Task statement: Rewrite every line of the entries below, requests included, but shift each pixel coordinate in the answers up by 150, leaving the numbers in the requests and their format samples as they are. Leave the pictures out.

Dataset rows:
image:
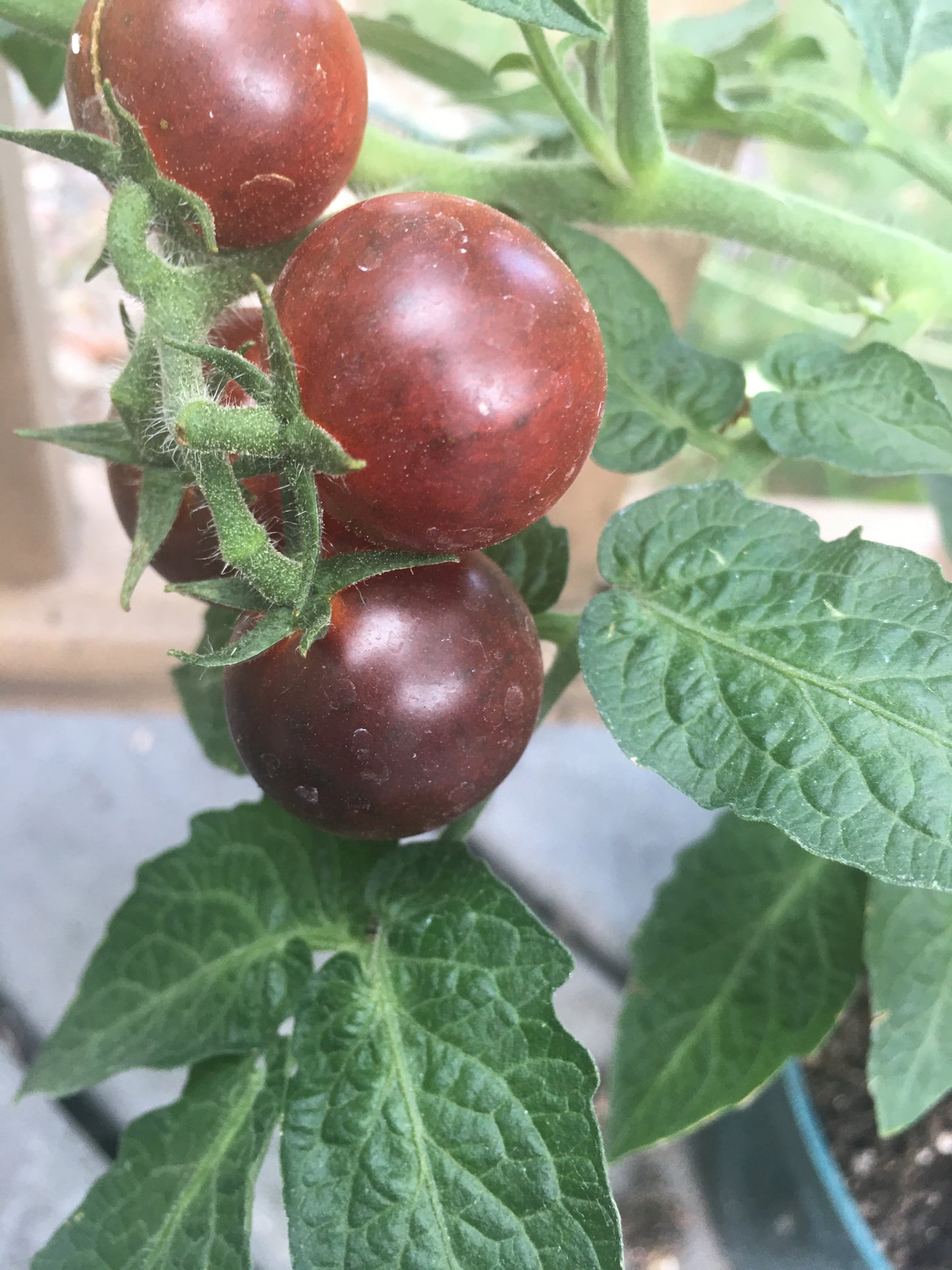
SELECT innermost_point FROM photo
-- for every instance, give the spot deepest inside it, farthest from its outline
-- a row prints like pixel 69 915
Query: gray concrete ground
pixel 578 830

Solution to this problem:
image:
SELECT innermost_point FROM photo
-- for every instance, give the spot deepest inside it, farthest from its outline
-- a row prints like pixel 69 915
Query: gray concrete ground
pixel 728 980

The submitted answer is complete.